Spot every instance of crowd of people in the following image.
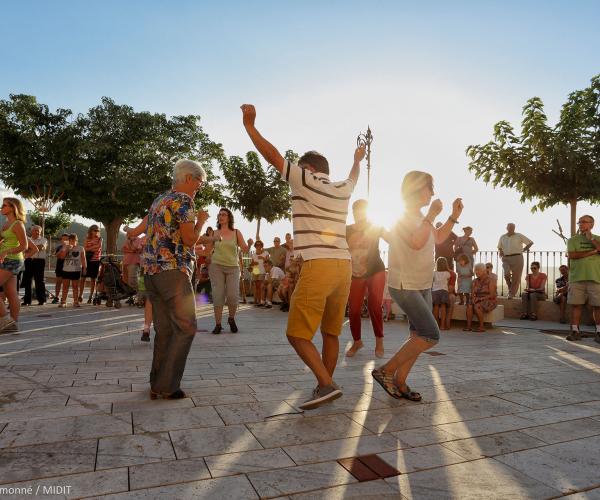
[0,105,600,410]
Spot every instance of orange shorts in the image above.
[286,259,352,340]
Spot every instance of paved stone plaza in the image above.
[0,305,600,499]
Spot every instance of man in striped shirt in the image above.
[242,104,365,410]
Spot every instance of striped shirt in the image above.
[281,160,354,260]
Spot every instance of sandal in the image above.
[371,368,401,399]
[396,385,423,401]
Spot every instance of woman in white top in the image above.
[371,171,463,401]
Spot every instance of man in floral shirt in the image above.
[142,160,208,399]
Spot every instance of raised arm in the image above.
[348,146,367,185]
[241,104,285,173]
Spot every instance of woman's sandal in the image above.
[371,368,401,399]
[396,385,423,401]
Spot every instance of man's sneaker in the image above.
[298,384,342,410]
[0,315,18,333]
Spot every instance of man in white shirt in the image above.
[498,222,533,299]
[265,260,285,309]
[241,104,365,410]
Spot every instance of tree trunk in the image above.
[103,218,123,254]
[569,198,577,236]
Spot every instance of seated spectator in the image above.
[265,260,285,309]
[521,262,548,321]
[431,257,450,330]
[463,262,498,332]
[456,254,474,305]
[250,240,269,307]
[554,264,569,324]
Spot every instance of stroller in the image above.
[93,255,136,309]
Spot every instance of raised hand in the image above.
[240,104,256,127]
[452,198,464,220]
[428,198,444,221]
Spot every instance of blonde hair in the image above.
[401,170,433,205]
[3,197,26,223]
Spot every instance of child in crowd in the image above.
[57,233,87,307]
[431,257,450,330]
[456,253,473,305]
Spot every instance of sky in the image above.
[0,0,600,250]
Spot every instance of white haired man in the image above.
[242,104,365,410]
[137,160,208,399]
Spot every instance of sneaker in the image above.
[0,315,17,333]
[298,384,342,410]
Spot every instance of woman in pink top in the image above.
[79,224,102,304]
[521,262,548,321]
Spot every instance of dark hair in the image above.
[298,151,329,175]
[217,207,234,231]
[435,257,450,271]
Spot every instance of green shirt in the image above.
[567,234,600,283]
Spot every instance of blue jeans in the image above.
[144,270,196,394]
[389,287,440,344]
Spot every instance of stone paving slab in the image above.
[0,305,600,500]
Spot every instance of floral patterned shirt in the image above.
[142,190,196,276]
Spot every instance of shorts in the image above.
[54,259,65,278]
[62,271,81,281]
[286,259,352,340]
[0,259,25,276]
[567,281,600,307]
[85,260,100,279]
[431,290,450,306]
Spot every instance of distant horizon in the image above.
[0,0,600,251]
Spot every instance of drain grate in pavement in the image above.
[338,455,400,482]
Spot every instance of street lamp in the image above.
[356,126,373,198]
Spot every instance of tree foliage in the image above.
[0,96,223,252]
[467,75,600,234]
[221,151,298,239]
[28,210,73,238]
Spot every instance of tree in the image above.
[467,75,600,234]
[62,97,223,252]
[221,151,298,240]
[29,210,73,238]
[0,94,80,203]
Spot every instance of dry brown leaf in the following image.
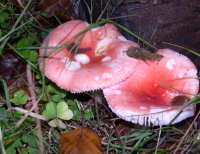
[59,128,103,154]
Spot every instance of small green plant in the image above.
[42,101,73,129]
[12,90,29,105]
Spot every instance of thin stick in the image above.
[0,126,6,154]
[11,107,49,121]
[26,64,44,154]
[173,110,200,154]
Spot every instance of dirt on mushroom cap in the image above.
[39,20,138,92]
[103,49,199,125]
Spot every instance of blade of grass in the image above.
[0,126,6,154]
[155,125,162,154]
[0,76,12,110]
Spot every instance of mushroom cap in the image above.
[39,20,138,92]
[103,49,199,126]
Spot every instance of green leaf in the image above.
[6,138,22,154]
[52,95,64,102]
[12,90,29,105]
[42,102,56,119]
[85,109,94,120]
[22,135,37,147]
[67,100,81,120]
[57,101,73,120]
[0,12,9,23]
[48,119,66,129]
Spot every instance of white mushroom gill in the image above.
[65,61,81,71]
[74,54,90,64]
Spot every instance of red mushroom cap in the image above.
[103,49,199,125]
[39,20,138,92]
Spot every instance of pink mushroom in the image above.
[103,49,199,125]
[39,20,138,92]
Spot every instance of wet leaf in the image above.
[126,46,163,61]
[59,128,103,154]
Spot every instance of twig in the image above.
[11,107,49,121]
[0,126,6,154]
[26,64,44,154]
[173,110,200,154]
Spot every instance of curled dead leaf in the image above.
[59,128,103,154]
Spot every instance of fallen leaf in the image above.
[59,128,103,154]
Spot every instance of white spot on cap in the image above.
[74,54,90,64]
[102,73,112,79]
[187,69,197,76]
[114,90,121,95]
[140,106,147,110]
[65,61,81,71]
[101,56,111,62]
[166,59,176,70]
[60,57,68,64]
[94,76,99,81]
[95,38,112,56]
[179,74,183,78]
[91,26,101,31]
[108,61,122,72]
[150,108,164,113]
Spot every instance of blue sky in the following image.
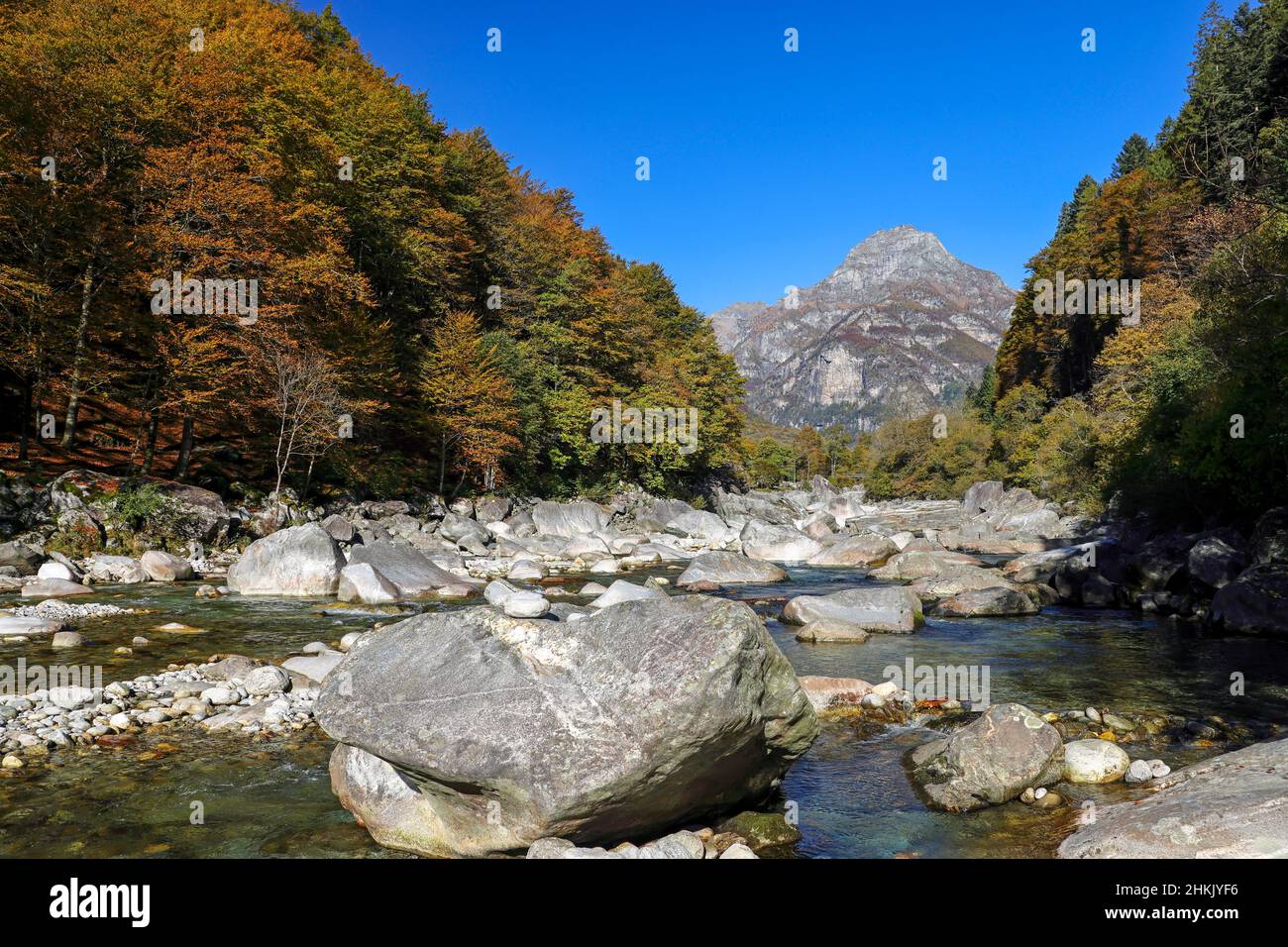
[300,0,1232,312]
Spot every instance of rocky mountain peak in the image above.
[711,224,1015,430]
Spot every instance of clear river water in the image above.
[0,567,1288,858]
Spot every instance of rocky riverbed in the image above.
[0,481,1288,858]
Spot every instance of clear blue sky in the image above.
[300,0,1232,312]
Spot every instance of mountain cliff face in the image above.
[711,226,1015,430]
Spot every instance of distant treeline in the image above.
[0,0,742,496]
[760,0,1288,523]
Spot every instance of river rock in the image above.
[242,665,291,702]
[675,553,787,586]
[808,532,899,567]
[1248,506,1288,566]
[317,596,818,856]
[228,523,345,596]
[798,674,872,710]
[0,614,63,638]
[322,513,358,543]
[22,579,94,598]
[349,540,471,596]
[796,618,868,644]
[666,510,738,546]
[0,543,46,576]
[85,553,149,585]
[590,579,669,608]
[739,519,823,562]
[911,703,1064,811]
[1186,536,1246,588]
[282,651,344,684]
[532,500,609,539]
[1060,740,1288,860]
[1205,566,1288,638]
[139,549,192,582]
[932,585,1040,618]
[335,562,400,605]
[872,543,983,582]
[783,586,923,634]
[1064,740,1130,784]
[501,591,550,618]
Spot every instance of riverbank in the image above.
[0,474,1288,856]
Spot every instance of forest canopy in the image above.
[0,0,742,496]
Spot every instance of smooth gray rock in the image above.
[532,500,609,539]
[808,532,899,567]
[1060,740,1288,858]
[228,523,345,596]
[335,562,400,605]
[590,579,667,608]
[675,553,787,585]
[317,596,818,856]
[1205,566,1288,638]
[739,519,823,562]
[910,703,1064,811]
[931,585,1042,618]
[783,586,923,634]
[22,579,94,598]
[139,549,192,582]
[349,540,473,595]
[282,651,344,684]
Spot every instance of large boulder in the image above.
[934,585,1042,618]
[666,510,738,546]
[139,549,192,582]
[910,703,1064,811]
[962,480,1006,517]
[532,500,609,539]
[335,562,400,605]
[590,579,669,608]
[1186,536,1246,588]
[675,553,787,585]
[808,532,899,567]
[872,549,983,582]
[739,519,823,562]
[85,553,149,585]
[1208,566,1288,638]
[1060,740,1288,860]
[349,540,472,596]
[0,543,46,576]
[317,596,818,856]
[1064,740,1130,784]
[783,586,922,634]
[1249,506,1288,566]
[228,523,345,596]
[22,579,94,598]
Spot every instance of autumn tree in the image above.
[421,310,519,494]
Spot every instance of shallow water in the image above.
[0,567,1288,857]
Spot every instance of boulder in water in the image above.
[911,703,1064,811]
[317,596,818,856]
[228,523,348,596]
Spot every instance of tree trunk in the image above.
[18,377,36,464]
[438,430,447,496]
[143,404,161,476]
[174,415,192,480]
[63,258,94,450]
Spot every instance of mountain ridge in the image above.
[709,224,1015,432]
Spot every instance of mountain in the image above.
[711,224,1015,430]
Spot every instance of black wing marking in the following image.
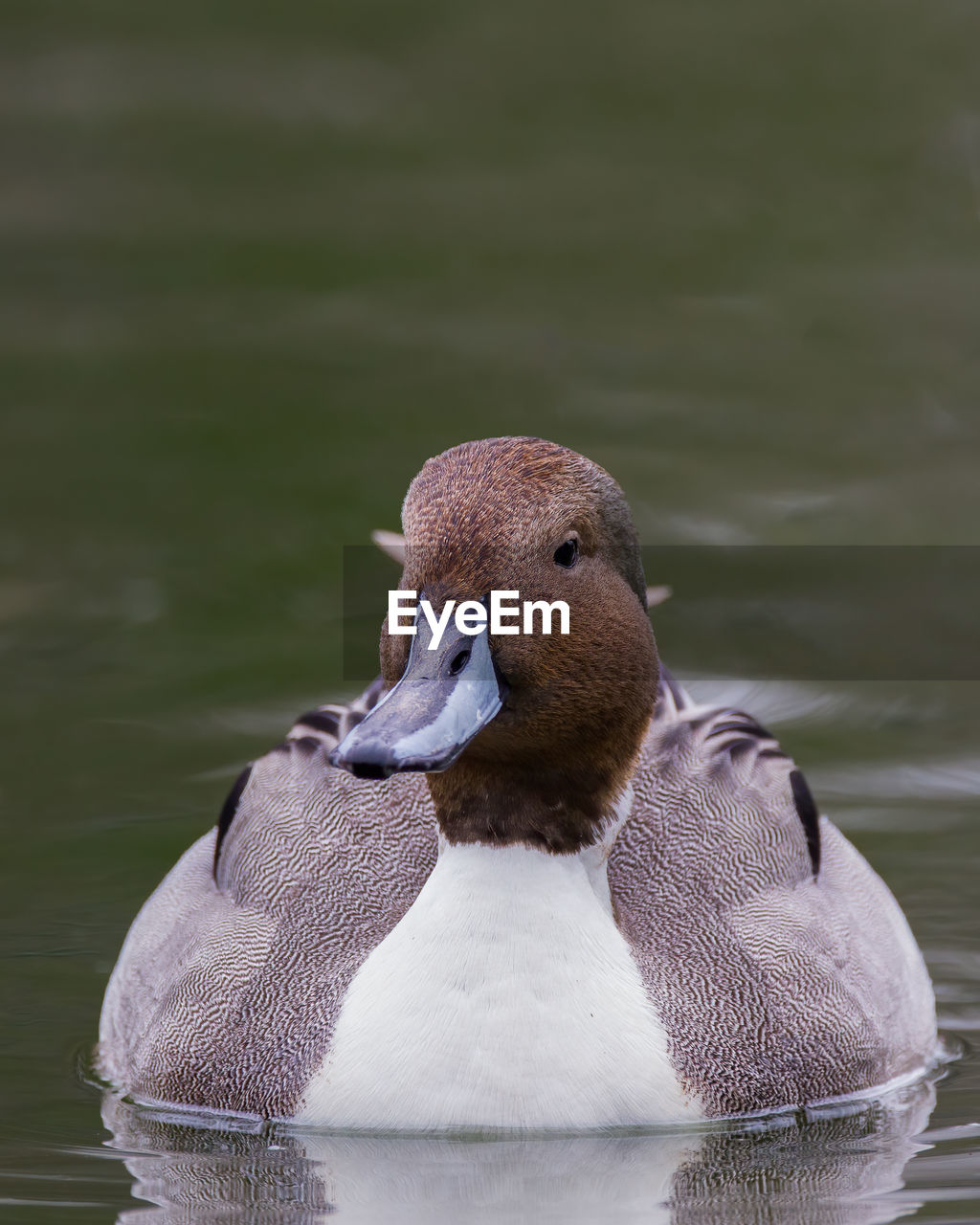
[789,769,819,876]
[211,762,254,880]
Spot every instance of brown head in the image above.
[334,438,657,852]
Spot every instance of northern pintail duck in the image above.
[100,438,936,1129]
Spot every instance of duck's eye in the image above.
[555,537,578,569]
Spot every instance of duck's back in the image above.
[609,675,936,1115]
[100,678,935,1117]
[100,688,436,1117]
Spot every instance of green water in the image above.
[0,0,980,1222]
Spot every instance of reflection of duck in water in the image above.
[103,1081,935,1225]
[100,438,936,1128]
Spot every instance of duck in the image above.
[97,437,937,1132]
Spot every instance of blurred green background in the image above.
[0,0,980,1221]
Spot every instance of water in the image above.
[0,0,980,1222]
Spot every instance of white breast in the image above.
[297,845,703,1128]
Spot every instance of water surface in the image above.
[0,0,980,1222]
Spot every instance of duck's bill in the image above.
[329,617,506,778]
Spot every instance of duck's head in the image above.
[332,438,657,852]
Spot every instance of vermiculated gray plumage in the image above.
[100,674,935,1117]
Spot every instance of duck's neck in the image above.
[428,762,632,863]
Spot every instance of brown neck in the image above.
[426,756,632,855]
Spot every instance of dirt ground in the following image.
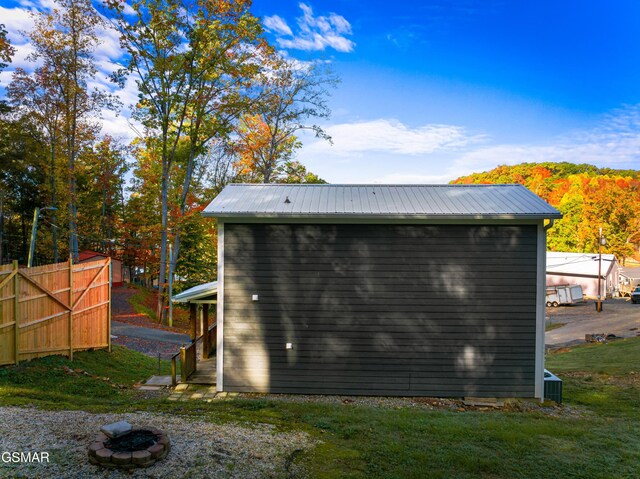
[546,298,640,346]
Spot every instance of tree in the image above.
[455,163,640,264]
[29,0,115,261]
[107,0,269,321]
[7,64,64,263]
[0,23,16,70]
[236,57,338,183]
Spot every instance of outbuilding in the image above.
[203,184,561,398]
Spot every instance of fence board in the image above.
[0,258,111,365]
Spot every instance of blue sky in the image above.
[0,0,640,183]
[254,0,640,182]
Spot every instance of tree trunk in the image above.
[156,162,169,324]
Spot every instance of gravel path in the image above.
[0,407,314,479]
[111,287,189,359]
[545,298,640,347]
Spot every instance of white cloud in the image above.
[0,0,139,141]
[456,105,640,174]
[300,105,640,183]
[264,15,293,35]
[309,119,483,156]
[264,3,355,52]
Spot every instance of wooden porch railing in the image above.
[171,323,218,387]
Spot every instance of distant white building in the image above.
[547,251,620,298]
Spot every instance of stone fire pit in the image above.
[88,421,171,469]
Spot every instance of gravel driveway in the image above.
[0,407,314,479]
[545,298,640,346]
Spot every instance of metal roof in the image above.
[172,281,218,303]
[547,251,616,278]
[202,184,562,219]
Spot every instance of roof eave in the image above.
[202,211,562,221]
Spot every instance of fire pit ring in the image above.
[88,427,171,469]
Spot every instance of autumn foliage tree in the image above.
[232,55,338,183]
[11,0,111,260]
[107,0,268,320]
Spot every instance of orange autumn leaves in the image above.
[454,163,640,262]
[231,115,299,182]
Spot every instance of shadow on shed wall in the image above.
[224,224,537,397]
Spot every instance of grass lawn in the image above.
[0,338,640,478]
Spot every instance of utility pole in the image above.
[169,243,173,326]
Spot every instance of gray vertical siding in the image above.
[224,223,537,397]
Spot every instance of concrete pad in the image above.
[138,385,164,391]
[144,376,171,386]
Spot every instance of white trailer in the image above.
[546,284,584,308]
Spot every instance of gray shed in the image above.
[203,184,561,398]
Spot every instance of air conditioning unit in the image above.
[544,369,562,404]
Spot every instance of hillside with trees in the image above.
[452,163,640,263]
[0,0,330,326]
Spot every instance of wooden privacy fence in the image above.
[0,258,111,365]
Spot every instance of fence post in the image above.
[69,256,73,361]
[107,258,113,352]
[13,260,20,364]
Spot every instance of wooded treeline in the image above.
[0,0,330,324]
[453,163,640,264]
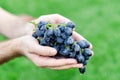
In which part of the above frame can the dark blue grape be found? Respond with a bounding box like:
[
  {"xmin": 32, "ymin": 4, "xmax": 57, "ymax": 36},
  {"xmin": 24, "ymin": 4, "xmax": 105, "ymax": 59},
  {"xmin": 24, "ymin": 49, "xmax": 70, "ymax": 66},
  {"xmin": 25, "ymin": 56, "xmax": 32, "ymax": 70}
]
[
  {"xmin": 66, "ymin": 22, "xmax": 75, "ymax": 29},
  {"xmin": 45, "ymin": 37, "xmax": 50, "ymax": 43},
  {"xmin": 39, "ymin": 25, "xmax": 47, "ymax": 31},
  {"xmin": 56, "ymin": 37, "xmax": 63, "ymax": 44},
  {"xmin": 58, "ymin": 25, "xmax": 65, "ymax": 32},
  {"xmin": 53, "ymin": 45, "xmax": 59, "ymax": 51},
  {"xmin": 83, "ymin": 40, "xmax": 90, "ymax": 48},
  {"xmin": 61, "ymin": 33, "xmax": 68, "ymax": 39},
  {"xmin": 82, "ymin": 48, "xmax": 92, "ymax": 57},
  {"xmin": 65, "ymin": 27, "xmax": 72, "ymax": 36},
  {"xmin": 83, "ymin": 60, "xmax": 87, "ymax": 66},
  {"xmin": 59, "ymin": 49, "xmax": 69, "ymax": 57},
  {"xmin": 36, "ymin": 29, "xmax": 44, "ymax": 37},
  {"xmin": 32, "ymin": 33, "xmax": 38, "ymax": 38},
  {"xmin": 45, "ymin": 29, "xmax": 53, "ymax": 37},
  {"xmin": 64, "ymin": 37, "xmax": 74, "ymax": 45},
  {"xmin": 77, "ymin": 40, "xmax": 86, "ymax": 49},
  {"xmin": 49, "ymin": 42, "xmax": 54, "ymax": 47},
  {"xmin": 79, "ymin": 67, "xmax": 86, "ymax": 74},
  {"xmin": 76, "ymin": 54, "xmax": 85, "ymax": 63},
  {"xmin": 40, "ymin": 38, "xmax": 48, "ymax": 46},
  {"xmin": 69, "ymin": 52, "xmax": 76, "ymax": 58},
  {"xmin": 38, "ymin": 21, "xmax": 47, "ymax": 29}
]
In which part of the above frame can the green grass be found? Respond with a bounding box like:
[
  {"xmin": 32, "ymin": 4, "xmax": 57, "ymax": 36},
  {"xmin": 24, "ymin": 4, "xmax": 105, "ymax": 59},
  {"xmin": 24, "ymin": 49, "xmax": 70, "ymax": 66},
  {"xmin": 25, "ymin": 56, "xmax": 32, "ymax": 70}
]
[{"xmin": 0, "ymin": 0, "xmax": 120, "ymax": 80}]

**Task description:**
List each line above that contains the string "roof", and treat uppercase and lowercase as different.

**Finished answer:**
Spot every instance of metal roof in the image above.
Spot every instance of roof eave in the image above.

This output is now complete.